PROBLEM 1
In the article on rural health care in Saskatchewan, replace "health critic" with "health spokesperson" and rewrite the part that opens with the words containing "Vicki Mowat, health" and closes with "was a mistake.".
PROBLEM 2
According to the article on rural health care in Saskatchewan, in which community and at what time does the health authority hope the first emergency department reopening will take place?

DOCUMENT EXCERPT
Sask. NDP requests more supports for rural health care

The provincial NDP is calling on the government to provide health care security for Saskatchewan’s rural communities.

A release on Tuesday from the Saskatchewan Health Authority (SHA) showed three of 12 community emergency rooms that were previous closed will stay closed indefinitely. Those hospitals are located in Lanigan, Broadview and Radville.

The nine hospitals the SHA is targeting​ to re-open their emergency departments to previous levels of service are in Kerrobert, Herbert, Preeceville, Davidson, Wolseley, Arcola, Biggar, Leader and Oxbow. The authority hopes the first reopening will be in Arcola in mid-June.

According to the SHA’s release, the closures were a result of converting the 12 community hospitals to Alternate Level of Care (ALC) sites to create capacity for any potential spike in COVID-19 cases.

Vicki Mowat, health critic for the Sask. NDP, agrees the province needs to do what they can to fight COVID-19, but she said this move was too fast and that it was a mistake.

“We know that these concerns of folks in rural Saskatchewan about their health care are not recent concerns and are not unique to COVID-19,” said Mowat on Wednesday. “They have existed for years now.”

The NDP shared on Wednesday that a Freedom of Information (FOI) request indicates years of service disruptions in multiple communities across the province, including the three hospitals that will have to keep their doors closed.

The FOI shows extensive rural hospital closures going back to 2012, which the NDP says is the earliest the data was available, until the summer of 2019 when the FOI was filed.

(Image courtesy of Sask. NDP)

According to the FOI, one of those hospitals, the Preeceville and District Health Centre, went 59 total days without emergency services after it was closed in 2016.

Stacey Strykowski, a town councillor in Preeceville, shared her struggles as a guest on the NDP’s web conference on Wednesday. Strykowski has been a long-time advocate for rural health care access in the province as her son lives with anaphylaxis –  a potentially life-threatening allergic reaction that can occur within seconds or minutes.

She said they have been dealing with the issue of ER closures for four years now. The latest closure is affecting their staffing numbers.

“Over the four years, we were able to secure three doctors and a nurse practitioner here. It was fully staffed here,” explained Strykowski.

“Unfortunately because of the disruption in services and the lack of stability in the ER, we will lose a doctor at the end of August. So this will add to the chaos in our community again trying to secure another doctor.”

Strykowski noted three doctors is the community’s magic number to properly operate their emergency room. Their ER runs from Monday to Friday at 8:00 a.m. to 8:00 p.m., and 8:00 a.m. to 4:30 p.m. during weekends. Outside of those hours, residents have to travel to Canora, which doesn’t have a 24/7 emergency room either, or to Yorkton.

For the hospitals in Broadview, Lanigan and Radville, the SHA says they require additional time for updates and securing stable staffing levels.

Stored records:
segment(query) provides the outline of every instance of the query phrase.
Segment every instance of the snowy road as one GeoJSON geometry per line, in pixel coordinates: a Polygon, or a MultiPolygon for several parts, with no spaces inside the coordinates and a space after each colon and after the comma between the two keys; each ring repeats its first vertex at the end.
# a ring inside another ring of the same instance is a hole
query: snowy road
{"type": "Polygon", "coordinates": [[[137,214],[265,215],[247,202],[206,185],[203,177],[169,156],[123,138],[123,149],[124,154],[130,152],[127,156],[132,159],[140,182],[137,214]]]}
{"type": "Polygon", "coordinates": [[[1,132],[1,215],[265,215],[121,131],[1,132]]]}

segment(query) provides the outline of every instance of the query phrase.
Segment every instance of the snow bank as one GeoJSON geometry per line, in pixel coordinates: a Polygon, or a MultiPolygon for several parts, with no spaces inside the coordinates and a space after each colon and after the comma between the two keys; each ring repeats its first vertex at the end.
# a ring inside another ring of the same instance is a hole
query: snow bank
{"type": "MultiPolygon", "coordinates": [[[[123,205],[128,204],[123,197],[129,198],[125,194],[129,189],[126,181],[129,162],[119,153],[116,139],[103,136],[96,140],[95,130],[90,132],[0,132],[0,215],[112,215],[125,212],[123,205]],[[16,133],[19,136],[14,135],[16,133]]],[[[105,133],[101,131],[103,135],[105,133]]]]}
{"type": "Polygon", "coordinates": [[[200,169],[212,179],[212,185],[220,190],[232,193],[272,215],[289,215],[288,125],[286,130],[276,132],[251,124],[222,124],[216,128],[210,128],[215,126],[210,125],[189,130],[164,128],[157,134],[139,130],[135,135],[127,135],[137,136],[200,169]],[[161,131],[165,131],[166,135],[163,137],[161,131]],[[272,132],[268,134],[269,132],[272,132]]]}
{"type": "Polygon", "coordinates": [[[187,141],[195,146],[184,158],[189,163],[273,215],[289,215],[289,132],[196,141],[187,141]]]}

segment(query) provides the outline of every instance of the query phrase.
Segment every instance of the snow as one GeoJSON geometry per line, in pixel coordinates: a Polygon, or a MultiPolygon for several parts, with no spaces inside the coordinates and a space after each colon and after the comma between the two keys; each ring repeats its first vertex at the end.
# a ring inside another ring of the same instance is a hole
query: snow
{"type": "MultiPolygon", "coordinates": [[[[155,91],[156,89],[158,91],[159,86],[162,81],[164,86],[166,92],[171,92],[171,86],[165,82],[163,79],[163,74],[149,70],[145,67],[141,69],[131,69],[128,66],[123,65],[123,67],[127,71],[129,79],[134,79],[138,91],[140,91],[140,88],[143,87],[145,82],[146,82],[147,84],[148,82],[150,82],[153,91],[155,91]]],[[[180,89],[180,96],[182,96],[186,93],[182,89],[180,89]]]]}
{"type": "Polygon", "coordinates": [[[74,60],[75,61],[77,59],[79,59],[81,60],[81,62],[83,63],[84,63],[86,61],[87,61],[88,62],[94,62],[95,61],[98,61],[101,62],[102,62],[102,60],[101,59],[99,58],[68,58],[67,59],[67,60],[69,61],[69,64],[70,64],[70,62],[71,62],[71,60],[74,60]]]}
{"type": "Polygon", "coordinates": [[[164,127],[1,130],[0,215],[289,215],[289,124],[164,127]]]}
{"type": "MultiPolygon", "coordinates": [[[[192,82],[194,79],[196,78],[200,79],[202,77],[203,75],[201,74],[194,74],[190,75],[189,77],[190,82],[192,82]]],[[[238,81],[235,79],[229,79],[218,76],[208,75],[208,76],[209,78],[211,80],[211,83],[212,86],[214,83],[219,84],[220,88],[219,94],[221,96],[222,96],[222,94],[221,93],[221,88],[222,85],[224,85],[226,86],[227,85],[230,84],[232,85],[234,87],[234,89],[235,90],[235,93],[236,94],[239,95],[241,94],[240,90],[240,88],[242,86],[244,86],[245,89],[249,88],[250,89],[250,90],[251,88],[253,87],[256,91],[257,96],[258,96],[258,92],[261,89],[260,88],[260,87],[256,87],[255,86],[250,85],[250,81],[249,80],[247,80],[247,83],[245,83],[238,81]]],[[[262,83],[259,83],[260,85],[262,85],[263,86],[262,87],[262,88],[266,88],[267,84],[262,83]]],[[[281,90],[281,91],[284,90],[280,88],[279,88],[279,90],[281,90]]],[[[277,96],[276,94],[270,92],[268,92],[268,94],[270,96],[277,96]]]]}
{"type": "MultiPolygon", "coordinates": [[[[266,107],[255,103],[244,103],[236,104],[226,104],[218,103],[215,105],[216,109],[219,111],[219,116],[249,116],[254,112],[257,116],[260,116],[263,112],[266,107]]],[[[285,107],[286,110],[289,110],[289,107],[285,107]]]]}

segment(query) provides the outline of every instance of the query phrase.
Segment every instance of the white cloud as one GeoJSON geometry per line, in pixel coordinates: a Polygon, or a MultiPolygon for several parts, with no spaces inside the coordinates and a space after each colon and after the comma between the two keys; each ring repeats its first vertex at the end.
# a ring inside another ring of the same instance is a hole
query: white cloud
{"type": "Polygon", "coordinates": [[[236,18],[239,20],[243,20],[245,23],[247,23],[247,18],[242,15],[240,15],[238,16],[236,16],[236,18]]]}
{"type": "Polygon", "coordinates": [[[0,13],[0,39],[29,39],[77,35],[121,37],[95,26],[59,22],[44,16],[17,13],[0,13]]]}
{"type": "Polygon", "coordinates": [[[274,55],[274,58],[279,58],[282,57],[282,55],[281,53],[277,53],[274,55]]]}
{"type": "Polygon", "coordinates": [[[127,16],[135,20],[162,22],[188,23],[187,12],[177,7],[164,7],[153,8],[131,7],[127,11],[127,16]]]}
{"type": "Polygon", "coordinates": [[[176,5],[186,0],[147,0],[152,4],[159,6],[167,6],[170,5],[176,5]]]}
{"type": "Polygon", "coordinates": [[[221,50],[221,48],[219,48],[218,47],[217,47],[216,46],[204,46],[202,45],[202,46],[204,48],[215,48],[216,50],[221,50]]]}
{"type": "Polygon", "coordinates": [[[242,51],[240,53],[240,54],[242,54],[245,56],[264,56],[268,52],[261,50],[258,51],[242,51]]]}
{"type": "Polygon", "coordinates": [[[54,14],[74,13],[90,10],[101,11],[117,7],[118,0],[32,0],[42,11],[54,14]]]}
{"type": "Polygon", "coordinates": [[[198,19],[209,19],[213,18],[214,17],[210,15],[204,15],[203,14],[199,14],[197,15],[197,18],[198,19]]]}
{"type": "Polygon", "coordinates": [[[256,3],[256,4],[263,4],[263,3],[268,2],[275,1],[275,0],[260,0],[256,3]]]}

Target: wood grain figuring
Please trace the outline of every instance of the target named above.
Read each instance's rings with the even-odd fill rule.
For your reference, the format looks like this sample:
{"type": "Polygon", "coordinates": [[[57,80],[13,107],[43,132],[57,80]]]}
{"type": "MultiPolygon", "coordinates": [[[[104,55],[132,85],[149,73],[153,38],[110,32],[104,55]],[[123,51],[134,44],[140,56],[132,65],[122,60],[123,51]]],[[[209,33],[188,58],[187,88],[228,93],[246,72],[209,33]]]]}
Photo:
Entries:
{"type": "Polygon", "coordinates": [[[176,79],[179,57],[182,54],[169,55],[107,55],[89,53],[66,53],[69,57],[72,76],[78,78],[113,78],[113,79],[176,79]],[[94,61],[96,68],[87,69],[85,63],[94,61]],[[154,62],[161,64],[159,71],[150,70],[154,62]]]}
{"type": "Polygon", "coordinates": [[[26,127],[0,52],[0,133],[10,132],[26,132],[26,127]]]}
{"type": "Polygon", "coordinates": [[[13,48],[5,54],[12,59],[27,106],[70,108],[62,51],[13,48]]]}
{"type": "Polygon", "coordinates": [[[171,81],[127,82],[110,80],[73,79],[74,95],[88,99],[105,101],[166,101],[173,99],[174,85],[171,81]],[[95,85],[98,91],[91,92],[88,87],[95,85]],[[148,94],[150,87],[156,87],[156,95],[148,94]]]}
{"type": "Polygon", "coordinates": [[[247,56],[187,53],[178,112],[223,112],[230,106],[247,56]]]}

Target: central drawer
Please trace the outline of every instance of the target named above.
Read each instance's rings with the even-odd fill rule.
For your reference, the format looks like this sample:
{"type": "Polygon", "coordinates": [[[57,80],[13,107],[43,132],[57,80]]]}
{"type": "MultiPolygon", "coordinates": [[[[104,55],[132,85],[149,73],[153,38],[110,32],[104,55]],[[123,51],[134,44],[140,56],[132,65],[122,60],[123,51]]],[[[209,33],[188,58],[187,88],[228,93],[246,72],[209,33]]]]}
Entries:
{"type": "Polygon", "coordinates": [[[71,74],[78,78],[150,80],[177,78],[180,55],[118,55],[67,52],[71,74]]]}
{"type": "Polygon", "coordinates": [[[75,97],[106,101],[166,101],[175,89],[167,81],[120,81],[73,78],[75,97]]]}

EXERCISE SOLUTION 1
Vicki Mowat, health spokesperson for the Sask. NDP, agrees the province needs to do what they can to fight COVID-19, but she said this move was too fast and that it was a mistake.

EXERCISE SOLUTION 2
In Arcola, in mid-June.